Give back the full listing verbatim, apart from its images.
----- Data listing -----
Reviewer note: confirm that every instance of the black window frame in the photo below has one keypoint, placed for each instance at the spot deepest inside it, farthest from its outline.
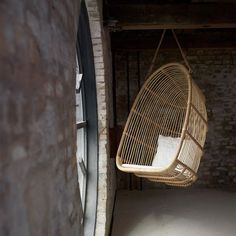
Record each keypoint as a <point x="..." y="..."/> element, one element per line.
<point x="86" y="58"/>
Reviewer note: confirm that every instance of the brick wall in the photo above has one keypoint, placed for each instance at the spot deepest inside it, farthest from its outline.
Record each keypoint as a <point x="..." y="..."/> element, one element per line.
<point x="215" y="73"/>
<point x="39" y="191"/>
<point x="106" y="171"/>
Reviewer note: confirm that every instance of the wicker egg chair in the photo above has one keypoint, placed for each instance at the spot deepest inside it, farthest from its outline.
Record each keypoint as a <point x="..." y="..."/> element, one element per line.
<point x="166" y="129"/>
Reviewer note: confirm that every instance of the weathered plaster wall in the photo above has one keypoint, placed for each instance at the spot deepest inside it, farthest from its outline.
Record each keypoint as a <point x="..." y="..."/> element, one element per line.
<point x="39" y="191"/>
<point x="215" y="73"/>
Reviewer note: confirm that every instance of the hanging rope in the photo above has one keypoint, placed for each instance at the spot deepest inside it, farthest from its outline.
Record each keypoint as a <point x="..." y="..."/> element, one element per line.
<point x="181" y="51"/>
<point x="155" y="55"/>
<point x="158" y="48"/>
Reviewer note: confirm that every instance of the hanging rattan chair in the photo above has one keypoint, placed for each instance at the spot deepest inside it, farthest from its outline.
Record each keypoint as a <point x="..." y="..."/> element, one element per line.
-----
**Solution for this task**
Reviewer note: confirm that every instance of the black window frame in the photo below has one keypoint, placed for each instance at the spot deepest inside it, farthest from its outline.
Record each keypoint as a <point x="..." y="..."/> element, one element per line.
<point x="86" y="58"/>
Reviewer note: confirm that every instance of the brick wall in the photo above has one keypoint, placed for each instance at the spot deepest inside it, farthest from its outline.
Record each keypoint as a <point x="..." y="..."/> element, one element per line.
<point x="215" y="73"/>
<point x="39" y="191"/>
<point x="106" y="171"/>
Reviewer note: confirm that every instance of the wicker egg chair in the photo above has one keypoint, placed for each instance at the spot deepest inside it, farthest from its outline.
Record each keypoint as a <point x="..." y="..."/> element, one element per line.
<point x="166" y="129"/>
Reviewer note: confirm that every instance of the weathered plaster wall in the photo above has one keypoint, placed for each instance at the spot deepest inside it, farthest from its outline.
Record each keypoint as a <point x="..." y="..."/> element, one element per line.
<point x="39" y="191"/>
<point x="215" y="73"/>
Reviewer note: confirm that every instance of the hanging rope in the photo above has one keypoint, placed for each instance at the spot deepest inside it, farthest from its outline.
Record each keypoint as a <point x="..." y="..."/> element, one element per line.
<point x="181" y="51"/>
<point x="155" y="55"/>
<point x="158" y="48"/>
Reviewer note: confirm that every instance of the hanging rattan chair in the photo above has one keypoint, placed for each instance at the spot deepest inside it, farthest from its outline.
Record each keypoint as a <point x="..." y="..."/> element, one element per line.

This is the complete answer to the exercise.